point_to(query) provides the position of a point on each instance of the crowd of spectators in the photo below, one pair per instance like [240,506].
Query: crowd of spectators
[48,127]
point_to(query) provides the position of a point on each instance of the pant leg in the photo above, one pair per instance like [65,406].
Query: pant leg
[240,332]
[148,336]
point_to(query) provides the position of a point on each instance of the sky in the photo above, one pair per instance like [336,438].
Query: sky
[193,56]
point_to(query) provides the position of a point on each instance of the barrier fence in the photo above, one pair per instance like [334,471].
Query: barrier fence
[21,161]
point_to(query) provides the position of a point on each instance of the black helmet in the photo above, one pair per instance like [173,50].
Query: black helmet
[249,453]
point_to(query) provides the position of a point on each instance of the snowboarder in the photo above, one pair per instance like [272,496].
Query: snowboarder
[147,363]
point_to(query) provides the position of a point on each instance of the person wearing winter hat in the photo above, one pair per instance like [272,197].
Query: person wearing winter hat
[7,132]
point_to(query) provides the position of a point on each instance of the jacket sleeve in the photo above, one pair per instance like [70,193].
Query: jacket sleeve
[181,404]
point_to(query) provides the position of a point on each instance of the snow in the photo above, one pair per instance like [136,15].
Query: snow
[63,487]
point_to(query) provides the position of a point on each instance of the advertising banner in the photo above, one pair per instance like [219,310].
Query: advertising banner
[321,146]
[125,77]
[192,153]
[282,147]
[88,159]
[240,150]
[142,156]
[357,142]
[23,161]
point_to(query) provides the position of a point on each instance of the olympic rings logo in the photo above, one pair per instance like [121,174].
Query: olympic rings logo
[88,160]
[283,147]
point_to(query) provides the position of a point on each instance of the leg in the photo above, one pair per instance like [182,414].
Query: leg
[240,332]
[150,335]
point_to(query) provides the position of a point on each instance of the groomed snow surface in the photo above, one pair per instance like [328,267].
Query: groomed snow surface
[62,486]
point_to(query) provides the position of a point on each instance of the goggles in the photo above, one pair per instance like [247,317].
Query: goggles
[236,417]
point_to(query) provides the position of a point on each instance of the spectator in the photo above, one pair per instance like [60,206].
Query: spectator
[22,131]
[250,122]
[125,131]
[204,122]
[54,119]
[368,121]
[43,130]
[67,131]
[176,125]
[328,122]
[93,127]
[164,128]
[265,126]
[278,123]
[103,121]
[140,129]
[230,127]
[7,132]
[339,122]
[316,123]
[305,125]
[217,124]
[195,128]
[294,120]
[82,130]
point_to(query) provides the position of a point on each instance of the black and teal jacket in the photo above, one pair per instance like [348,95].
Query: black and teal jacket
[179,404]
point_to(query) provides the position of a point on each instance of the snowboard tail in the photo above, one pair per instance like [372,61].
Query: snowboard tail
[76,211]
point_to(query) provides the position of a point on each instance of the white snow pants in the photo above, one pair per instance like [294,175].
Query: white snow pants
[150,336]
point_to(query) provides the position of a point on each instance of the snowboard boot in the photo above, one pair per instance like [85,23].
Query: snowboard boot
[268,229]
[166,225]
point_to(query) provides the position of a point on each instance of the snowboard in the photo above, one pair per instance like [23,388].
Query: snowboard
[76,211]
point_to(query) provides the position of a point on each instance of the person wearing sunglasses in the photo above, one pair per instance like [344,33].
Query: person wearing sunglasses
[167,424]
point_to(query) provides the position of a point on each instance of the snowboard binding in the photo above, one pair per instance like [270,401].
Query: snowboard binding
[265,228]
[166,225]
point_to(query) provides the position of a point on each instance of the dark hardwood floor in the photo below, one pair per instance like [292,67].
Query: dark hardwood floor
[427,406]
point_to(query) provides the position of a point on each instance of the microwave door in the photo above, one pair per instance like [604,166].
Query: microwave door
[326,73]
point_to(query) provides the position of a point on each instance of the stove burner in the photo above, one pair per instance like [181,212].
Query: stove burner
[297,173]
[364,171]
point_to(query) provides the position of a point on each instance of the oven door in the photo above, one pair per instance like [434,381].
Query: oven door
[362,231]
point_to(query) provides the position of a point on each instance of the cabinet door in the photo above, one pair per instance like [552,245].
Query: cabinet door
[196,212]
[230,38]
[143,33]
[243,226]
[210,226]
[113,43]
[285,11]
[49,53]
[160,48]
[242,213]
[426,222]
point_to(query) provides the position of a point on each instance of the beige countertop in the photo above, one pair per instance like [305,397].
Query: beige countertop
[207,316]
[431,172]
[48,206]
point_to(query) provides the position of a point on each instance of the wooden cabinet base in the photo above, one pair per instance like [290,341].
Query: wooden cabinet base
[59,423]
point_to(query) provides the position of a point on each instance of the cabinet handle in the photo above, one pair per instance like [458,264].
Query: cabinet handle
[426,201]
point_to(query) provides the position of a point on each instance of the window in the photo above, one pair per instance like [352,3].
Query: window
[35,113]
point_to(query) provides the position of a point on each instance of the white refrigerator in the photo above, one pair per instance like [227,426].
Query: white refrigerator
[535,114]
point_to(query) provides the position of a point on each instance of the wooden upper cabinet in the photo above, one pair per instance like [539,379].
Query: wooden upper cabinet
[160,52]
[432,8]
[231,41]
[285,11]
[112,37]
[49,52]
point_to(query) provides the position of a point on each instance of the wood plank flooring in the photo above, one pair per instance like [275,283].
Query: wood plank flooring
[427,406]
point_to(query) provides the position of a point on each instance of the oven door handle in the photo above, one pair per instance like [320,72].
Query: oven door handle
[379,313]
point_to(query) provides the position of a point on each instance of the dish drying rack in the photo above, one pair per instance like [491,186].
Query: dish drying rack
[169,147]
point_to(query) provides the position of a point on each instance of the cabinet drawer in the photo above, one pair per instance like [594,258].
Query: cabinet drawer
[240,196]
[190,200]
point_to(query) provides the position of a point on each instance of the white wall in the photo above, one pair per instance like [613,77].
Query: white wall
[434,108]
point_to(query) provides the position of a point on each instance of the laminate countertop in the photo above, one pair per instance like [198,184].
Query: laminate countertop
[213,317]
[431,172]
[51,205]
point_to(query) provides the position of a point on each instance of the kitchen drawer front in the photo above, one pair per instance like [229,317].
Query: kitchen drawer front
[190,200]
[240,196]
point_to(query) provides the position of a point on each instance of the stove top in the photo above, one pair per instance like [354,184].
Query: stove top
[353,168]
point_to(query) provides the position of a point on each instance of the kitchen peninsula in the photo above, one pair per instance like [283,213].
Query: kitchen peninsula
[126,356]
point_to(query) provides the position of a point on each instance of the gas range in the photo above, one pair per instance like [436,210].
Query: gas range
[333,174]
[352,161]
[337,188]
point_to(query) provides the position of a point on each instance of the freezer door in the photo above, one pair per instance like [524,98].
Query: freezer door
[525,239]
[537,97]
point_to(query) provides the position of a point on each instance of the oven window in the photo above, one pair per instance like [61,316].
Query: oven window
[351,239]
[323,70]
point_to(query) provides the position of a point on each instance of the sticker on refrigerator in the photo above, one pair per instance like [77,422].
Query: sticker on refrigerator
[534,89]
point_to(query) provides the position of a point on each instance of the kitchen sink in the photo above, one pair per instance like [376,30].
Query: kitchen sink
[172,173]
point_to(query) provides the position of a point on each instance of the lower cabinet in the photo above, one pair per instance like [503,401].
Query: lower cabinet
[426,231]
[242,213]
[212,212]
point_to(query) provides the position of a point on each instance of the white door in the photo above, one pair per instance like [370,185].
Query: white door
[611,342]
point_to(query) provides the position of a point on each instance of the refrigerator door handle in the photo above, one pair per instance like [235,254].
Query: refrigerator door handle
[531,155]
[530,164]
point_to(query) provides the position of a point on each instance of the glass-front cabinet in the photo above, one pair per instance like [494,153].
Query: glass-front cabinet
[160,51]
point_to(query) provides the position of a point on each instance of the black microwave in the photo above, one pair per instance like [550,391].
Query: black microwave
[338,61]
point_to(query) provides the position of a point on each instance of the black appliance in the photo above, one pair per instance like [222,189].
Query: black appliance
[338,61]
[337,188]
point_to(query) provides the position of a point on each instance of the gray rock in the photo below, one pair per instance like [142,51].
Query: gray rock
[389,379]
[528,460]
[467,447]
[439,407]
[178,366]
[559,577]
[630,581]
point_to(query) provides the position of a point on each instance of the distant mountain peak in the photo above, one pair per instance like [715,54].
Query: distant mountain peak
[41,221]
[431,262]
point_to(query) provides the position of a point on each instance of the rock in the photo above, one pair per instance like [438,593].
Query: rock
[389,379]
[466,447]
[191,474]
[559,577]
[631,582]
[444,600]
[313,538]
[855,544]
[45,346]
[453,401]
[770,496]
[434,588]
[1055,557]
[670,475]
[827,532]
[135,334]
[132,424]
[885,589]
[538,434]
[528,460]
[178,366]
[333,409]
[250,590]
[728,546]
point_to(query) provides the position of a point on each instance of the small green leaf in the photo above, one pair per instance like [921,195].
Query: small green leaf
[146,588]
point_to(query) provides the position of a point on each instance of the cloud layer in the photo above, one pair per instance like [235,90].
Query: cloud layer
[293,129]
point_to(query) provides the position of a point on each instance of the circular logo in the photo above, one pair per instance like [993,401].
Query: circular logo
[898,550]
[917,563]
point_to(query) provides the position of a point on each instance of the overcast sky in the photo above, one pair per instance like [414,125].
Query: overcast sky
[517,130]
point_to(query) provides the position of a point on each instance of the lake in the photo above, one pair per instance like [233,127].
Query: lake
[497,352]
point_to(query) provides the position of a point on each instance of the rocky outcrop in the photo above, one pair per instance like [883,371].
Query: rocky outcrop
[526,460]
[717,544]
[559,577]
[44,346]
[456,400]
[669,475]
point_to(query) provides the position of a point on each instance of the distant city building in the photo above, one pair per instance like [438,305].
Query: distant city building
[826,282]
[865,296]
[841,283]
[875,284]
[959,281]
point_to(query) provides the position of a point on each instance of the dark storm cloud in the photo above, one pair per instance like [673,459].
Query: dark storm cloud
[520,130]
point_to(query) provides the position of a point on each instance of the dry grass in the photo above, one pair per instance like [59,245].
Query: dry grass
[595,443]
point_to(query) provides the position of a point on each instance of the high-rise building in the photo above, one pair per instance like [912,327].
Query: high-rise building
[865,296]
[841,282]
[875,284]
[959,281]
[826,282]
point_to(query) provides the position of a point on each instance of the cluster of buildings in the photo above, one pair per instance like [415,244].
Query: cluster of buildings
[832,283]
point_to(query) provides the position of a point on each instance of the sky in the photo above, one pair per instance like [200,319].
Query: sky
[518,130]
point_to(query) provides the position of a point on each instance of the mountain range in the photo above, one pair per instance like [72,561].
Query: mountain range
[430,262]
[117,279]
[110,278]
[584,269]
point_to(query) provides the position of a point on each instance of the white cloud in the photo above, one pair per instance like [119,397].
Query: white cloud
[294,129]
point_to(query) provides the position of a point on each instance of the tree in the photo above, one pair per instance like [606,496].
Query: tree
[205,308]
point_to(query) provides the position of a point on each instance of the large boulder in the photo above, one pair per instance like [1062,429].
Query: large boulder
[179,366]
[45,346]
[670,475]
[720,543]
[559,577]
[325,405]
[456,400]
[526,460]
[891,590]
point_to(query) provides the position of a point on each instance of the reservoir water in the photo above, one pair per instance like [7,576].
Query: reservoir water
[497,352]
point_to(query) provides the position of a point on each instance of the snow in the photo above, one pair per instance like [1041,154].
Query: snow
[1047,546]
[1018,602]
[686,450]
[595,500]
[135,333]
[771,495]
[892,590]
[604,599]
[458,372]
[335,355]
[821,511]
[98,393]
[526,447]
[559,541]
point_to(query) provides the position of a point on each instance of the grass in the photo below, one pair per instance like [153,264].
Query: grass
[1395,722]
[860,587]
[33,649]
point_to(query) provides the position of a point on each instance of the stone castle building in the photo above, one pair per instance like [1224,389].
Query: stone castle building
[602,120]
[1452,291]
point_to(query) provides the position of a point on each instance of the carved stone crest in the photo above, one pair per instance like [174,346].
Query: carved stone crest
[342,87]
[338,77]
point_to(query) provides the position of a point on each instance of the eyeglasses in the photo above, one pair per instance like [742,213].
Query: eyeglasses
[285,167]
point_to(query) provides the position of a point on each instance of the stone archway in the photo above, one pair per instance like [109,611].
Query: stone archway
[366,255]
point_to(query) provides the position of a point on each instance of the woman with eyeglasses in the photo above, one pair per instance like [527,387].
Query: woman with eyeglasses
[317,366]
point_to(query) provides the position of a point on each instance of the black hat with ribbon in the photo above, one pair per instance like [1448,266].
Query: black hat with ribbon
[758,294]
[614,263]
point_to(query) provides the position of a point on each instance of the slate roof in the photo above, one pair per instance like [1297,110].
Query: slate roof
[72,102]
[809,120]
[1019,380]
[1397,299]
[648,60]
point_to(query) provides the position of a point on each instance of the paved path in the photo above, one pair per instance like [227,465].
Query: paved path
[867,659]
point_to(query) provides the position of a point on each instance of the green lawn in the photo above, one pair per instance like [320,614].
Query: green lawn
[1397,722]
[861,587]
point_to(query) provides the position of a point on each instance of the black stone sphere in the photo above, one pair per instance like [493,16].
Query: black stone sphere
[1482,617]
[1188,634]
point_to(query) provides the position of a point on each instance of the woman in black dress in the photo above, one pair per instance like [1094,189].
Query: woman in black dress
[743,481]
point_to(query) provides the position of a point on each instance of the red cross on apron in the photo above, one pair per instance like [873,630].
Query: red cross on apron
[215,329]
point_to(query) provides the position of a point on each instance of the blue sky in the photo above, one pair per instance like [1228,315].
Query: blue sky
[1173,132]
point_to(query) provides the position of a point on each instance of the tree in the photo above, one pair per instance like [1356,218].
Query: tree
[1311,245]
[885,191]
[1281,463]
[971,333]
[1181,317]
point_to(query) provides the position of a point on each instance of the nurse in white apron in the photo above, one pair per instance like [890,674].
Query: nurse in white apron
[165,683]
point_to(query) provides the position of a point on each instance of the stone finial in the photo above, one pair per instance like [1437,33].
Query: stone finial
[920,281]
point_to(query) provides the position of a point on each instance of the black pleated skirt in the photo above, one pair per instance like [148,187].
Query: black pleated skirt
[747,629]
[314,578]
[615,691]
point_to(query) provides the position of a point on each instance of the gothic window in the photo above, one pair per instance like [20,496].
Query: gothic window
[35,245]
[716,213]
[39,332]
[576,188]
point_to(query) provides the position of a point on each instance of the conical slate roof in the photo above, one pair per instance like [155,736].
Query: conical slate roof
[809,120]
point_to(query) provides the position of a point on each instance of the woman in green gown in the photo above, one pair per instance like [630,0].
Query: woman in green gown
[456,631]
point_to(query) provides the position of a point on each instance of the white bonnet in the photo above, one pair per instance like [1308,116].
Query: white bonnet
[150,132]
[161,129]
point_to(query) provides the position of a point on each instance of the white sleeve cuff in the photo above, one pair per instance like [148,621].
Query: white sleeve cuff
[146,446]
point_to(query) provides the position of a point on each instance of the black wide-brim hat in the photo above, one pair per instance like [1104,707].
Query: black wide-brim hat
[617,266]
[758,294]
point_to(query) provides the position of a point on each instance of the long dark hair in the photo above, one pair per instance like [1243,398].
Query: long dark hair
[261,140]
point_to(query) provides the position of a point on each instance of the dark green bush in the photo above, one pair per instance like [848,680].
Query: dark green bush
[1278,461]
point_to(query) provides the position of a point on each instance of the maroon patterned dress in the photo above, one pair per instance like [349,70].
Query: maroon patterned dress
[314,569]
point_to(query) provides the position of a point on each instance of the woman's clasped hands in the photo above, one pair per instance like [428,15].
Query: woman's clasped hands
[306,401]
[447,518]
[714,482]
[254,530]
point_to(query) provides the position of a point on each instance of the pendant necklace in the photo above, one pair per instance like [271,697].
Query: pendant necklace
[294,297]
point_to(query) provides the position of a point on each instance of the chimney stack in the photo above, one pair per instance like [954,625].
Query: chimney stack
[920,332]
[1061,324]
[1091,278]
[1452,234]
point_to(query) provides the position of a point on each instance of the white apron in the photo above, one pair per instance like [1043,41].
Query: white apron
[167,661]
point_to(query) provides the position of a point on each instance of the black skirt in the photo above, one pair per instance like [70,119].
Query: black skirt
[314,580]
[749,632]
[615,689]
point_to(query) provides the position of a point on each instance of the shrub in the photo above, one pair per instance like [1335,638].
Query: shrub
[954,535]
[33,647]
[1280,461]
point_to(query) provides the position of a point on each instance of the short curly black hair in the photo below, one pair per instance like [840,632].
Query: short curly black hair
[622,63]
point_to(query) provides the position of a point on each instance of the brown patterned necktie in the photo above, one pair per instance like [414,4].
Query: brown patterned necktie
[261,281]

** Exercise prompt **
Please rewrite the stretch from the line containing "instance like [1043,41]." through the end of the records, changing "shrub" to "bush" and leaving everything else unchanged.

** Result of this task **
point_to(query) provides the position of a point on each instance of the white apron in the photo above, one pair per instance like [1043,41].
Query: white apron
[167,661]
point_to(query) provides the position of a point on each instance of the black skirt in the photo above, one pair per instance like [70,119].
Query: black skirt
[314,580]
[749,632]
[615,689]
point_to(query) provides the position of a point on each instance of the bush in the photo above, one pair per instance like [1335,638].
Query: bush
[954,535]
[33,647]
[1280,461]
point_to(query) provides the position of a point on each instance of the short curly black hair in the photo below, one pair per instance like [840,632].
Query: short curly black hair
[622,63]
point_to(query) provides the position of a point on each instance of the brown patterned necktie in the photo above, one pair per instance like [414,4].
Query: brown patterned necktie
[261,281]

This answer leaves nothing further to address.